■ **EXERCISE DESCRIPTION**
Could you give the whole listing below as a numbered list, without blank lines and without the pictures?

■ **RECORDS FOR THIS TASK**
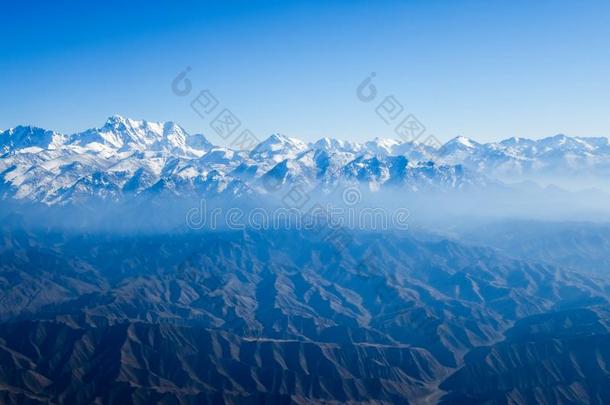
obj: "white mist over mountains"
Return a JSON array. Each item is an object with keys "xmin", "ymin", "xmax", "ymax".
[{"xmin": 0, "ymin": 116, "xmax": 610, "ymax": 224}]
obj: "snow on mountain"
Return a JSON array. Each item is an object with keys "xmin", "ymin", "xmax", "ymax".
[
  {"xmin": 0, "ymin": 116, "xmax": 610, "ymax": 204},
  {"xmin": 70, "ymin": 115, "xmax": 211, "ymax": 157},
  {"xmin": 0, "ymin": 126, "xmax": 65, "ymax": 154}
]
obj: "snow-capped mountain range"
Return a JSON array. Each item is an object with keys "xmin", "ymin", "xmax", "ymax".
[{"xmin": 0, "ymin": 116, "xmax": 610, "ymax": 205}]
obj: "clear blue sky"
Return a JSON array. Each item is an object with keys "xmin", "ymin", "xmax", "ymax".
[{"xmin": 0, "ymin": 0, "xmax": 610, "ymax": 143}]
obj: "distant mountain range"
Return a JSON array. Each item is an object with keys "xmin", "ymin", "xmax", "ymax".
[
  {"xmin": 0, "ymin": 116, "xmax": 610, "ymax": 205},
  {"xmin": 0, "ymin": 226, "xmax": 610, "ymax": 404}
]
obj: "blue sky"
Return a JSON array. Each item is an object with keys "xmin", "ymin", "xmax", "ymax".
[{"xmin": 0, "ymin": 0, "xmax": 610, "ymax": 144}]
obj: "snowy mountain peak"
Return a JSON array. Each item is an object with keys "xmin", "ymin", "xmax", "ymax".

■ **WRITTEN ANSWER**
1. obj: "white mist over mountains"
2. Return a JSON array. Each item is an object with keys "xmin", "ymin", "xmax", "ymax".
3. [{"xmin": 0, "ymin": 116, "xmax": 610, "ymax": 224}]
4. obj: "snow on mountain"
5. Return a JSON array. Each item is an object with keys "xmin", "ymin", "xmax", "ymax".
6. [
7.   {"xmin": 0, "ymin": 116, "xmax": 610, "ymax": 204},
8.   {"xmin": 70, "ymin": 115, "xmax": 211, "ymax": 157},
9.   {"xmin": 0, "ymin": 126, "xmax": 65, "ymax": 154}
10. ]
11. obj: "snow-capped mountain range"
12. Return a JSON array. Each item is an object with keys "xmin", "ymin", "xmax", "ymax".
13. [{"xmin": 0, "ymin": 116, "xmax": 610, "ymax": 205}]
14. obj: "clear blue sky"
15. Return a JSON array. Each item is an object with keys "xmin", "ymin", "xmax", "ymax".
16. [{"xmin": 0, "ymin": 0, "xmax": 610, "ymax": 143}]
17. obj: "distant mountain range"
18. Return a JSON array. Each item is an object with keys "xmin", "ymin", "xmax", "ymax".
19. [
20.   {"xmin": 0, "ymin": 116, "xmax": 610, "ymax": 205},
21.   {"xmin": 0, "ymin": 226, "xmax": 610, "ymax": 404}
22. ]
23. obj: "blue sky"
24. Return a JSON array. Each item is an object with keys "xmin", "ymin", "xmax", "ymax".
25. [{"xmin": 0, "ymin": 0, "xmax": 610, "ymax": 144}]
26. obj: "snowy mountain peak"
27. Return a JSON array. Each item is an object with keys "xmin", "ymin", "xmax", "ymax".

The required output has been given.